Data items:
## begin

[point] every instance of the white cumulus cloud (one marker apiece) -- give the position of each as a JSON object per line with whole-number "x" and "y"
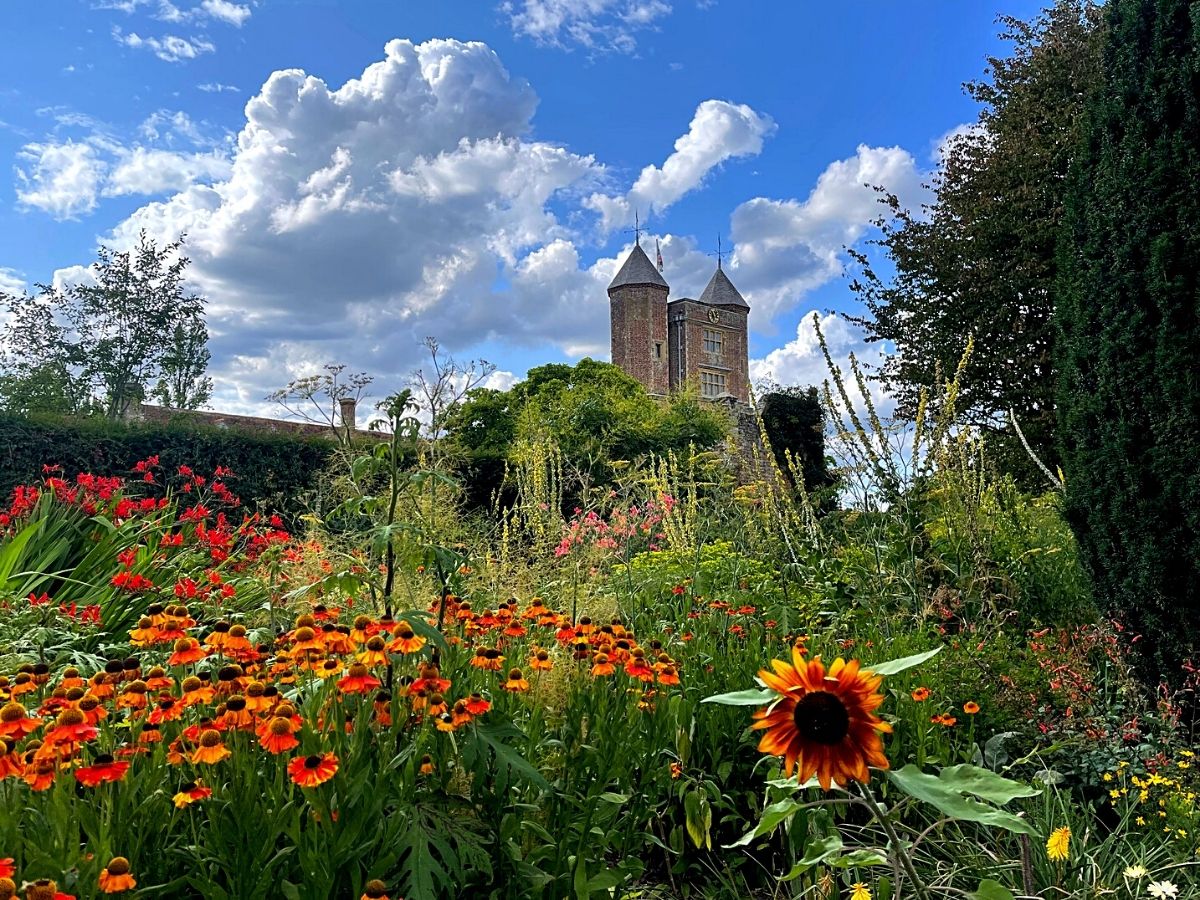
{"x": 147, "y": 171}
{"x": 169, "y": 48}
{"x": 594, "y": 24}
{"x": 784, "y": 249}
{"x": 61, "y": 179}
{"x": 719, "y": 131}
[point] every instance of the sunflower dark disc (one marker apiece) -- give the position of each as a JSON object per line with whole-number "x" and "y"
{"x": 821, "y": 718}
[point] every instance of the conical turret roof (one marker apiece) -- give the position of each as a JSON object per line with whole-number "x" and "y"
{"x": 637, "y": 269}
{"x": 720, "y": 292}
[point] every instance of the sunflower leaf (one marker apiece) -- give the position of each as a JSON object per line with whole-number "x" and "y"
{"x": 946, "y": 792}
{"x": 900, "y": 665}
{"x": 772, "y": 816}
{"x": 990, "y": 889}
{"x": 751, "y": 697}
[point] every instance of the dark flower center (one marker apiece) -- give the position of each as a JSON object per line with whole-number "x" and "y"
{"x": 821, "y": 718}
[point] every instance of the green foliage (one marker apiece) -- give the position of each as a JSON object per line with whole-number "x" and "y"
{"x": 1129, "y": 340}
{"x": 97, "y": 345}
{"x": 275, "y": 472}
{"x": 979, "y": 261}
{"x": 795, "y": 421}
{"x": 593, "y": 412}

## end
## begin

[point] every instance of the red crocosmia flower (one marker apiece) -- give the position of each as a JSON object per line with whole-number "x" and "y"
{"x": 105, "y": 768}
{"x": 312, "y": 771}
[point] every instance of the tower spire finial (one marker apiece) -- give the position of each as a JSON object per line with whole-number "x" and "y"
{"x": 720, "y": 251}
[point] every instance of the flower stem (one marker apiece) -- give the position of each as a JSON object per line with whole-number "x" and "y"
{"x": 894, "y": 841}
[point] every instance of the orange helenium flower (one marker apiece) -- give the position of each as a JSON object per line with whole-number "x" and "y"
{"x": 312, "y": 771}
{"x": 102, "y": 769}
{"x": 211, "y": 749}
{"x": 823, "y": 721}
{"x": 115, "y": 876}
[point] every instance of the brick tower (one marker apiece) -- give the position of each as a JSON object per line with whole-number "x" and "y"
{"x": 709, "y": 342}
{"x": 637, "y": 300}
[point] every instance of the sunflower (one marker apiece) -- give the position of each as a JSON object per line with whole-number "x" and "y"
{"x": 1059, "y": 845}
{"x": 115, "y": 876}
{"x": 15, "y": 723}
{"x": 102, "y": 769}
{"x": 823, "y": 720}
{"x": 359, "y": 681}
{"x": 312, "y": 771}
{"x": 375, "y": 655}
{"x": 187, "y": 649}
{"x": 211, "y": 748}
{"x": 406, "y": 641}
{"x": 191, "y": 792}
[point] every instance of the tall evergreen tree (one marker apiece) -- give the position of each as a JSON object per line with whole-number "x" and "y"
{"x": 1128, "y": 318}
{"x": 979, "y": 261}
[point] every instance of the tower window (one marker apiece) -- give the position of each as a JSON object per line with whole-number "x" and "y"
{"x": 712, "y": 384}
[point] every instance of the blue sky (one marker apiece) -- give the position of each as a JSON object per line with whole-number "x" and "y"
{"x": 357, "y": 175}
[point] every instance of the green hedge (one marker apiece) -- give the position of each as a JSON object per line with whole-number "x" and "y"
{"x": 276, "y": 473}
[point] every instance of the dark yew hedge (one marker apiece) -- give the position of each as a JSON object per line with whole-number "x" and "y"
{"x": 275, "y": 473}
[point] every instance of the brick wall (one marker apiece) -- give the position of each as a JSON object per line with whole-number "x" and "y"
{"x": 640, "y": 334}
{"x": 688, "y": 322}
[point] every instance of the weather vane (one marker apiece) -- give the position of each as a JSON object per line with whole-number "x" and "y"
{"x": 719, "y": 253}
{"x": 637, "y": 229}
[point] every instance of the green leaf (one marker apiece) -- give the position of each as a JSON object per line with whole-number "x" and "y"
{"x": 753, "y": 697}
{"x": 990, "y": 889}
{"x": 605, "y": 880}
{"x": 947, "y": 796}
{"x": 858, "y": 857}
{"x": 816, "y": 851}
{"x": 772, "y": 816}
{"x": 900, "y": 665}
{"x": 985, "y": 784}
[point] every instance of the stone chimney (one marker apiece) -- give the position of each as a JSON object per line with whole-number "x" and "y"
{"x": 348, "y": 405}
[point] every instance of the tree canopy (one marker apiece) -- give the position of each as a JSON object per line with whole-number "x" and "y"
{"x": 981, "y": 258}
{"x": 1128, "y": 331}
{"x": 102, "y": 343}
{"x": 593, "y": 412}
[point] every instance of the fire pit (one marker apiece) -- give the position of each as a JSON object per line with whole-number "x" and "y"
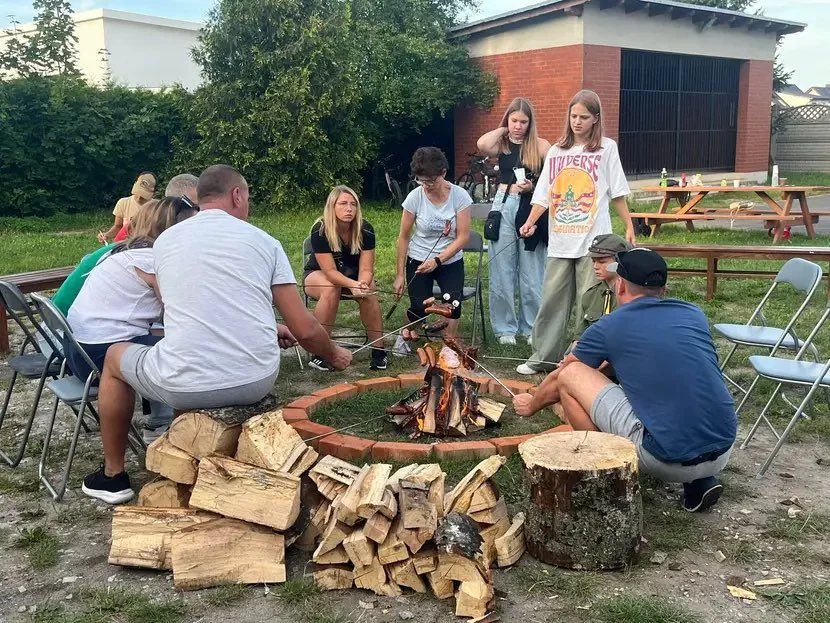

## end

Repeat the data lines verbatim, starting at the line that contains "[point] every instance of the tree" and ending at the line that contains "[point] every instance of the fire", with both of those lines included.

[point] every instance of the tree canopy (one marker apiece) -- give the position of each as a JSON object per line with whole-number "x" and "y"
{"x": 981, "y": 258}
{"x": 1128, "y": 331}
{"x": 102, "y": 343}
{"x": 593, "y": 412}
[point] every instance of the fire pit (one marker apiece) -- give the position of each as a JSON object per line with whole-number "x" and "y"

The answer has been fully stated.